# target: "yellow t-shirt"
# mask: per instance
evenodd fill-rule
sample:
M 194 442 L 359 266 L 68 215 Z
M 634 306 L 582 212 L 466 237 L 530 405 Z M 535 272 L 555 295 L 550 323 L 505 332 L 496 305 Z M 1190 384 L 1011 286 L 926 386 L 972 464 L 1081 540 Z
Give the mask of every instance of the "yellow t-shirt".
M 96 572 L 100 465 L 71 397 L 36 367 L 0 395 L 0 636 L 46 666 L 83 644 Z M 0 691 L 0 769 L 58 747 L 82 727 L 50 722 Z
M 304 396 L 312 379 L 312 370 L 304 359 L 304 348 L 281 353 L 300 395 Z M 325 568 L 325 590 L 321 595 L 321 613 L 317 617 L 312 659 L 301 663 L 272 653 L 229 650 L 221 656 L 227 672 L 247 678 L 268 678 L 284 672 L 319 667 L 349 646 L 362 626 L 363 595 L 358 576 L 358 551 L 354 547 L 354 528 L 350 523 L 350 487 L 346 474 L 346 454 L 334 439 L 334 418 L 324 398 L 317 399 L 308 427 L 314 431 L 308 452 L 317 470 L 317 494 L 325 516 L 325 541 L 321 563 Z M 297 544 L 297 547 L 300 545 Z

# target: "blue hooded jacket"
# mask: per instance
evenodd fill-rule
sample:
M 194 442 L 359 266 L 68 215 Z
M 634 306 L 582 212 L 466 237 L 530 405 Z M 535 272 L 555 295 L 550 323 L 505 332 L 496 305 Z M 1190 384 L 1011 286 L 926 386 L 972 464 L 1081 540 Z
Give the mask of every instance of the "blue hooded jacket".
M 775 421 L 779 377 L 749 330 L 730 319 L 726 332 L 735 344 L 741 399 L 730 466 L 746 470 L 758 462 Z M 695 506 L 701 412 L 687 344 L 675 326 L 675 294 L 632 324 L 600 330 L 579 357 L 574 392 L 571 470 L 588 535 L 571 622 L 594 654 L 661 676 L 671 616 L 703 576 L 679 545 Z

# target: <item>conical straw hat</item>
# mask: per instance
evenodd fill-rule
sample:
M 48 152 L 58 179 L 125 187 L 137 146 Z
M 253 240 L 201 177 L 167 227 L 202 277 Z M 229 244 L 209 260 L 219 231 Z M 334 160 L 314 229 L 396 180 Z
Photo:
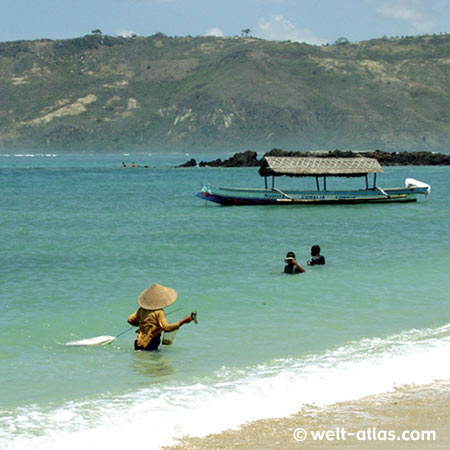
···
Aim of the task
Filter the entries down to the lines that include the string "target".

Exercise answer
# target: "yellow t-shirt"
# target: "blue hooded jacket"
# target: <item>conical straw hat</item>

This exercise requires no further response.